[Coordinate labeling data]
—————

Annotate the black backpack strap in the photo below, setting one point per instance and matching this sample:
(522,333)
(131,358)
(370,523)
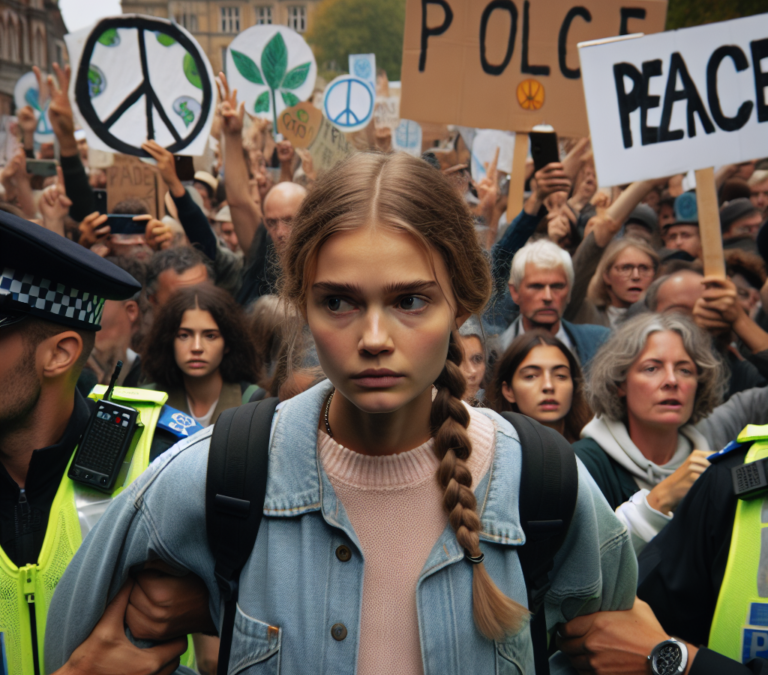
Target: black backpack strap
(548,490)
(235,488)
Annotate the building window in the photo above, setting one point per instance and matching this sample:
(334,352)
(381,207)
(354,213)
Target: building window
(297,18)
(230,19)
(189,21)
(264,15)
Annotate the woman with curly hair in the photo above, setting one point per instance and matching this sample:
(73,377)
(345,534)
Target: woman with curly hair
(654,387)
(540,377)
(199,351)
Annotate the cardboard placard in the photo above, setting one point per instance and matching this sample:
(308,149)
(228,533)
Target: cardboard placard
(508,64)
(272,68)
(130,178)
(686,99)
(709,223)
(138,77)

—————

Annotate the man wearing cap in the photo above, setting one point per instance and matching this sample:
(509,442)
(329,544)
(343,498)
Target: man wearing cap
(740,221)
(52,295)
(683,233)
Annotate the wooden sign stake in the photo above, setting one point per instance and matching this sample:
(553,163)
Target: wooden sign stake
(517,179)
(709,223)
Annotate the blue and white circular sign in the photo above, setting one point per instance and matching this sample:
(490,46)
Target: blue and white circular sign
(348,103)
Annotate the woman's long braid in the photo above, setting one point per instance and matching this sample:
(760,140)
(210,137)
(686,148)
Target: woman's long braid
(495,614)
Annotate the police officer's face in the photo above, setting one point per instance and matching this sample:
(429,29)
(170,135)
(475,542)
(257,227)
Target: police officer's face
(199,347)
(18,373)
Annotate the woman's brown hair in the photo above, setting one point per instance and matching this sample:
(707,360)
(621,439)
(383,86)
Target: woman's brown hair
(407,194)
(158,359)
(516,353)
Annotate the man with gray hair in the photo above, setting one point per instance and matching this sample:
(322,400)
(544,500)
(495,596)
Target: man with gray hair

—————

# WHAT NEEDS TO BE DONE
Reproduce verbatim the lines of the listing above, beginning with the line that contains "Annotate the man with" and ending with the line that contains "Target: man with gray hair", both included.

# SOLUTION BELOW
Annotate the man with gray hair in the photo above, setting one point per instance and matching this sample:
(322,400)
(544,500)
(495,596)
Target: man with gray hair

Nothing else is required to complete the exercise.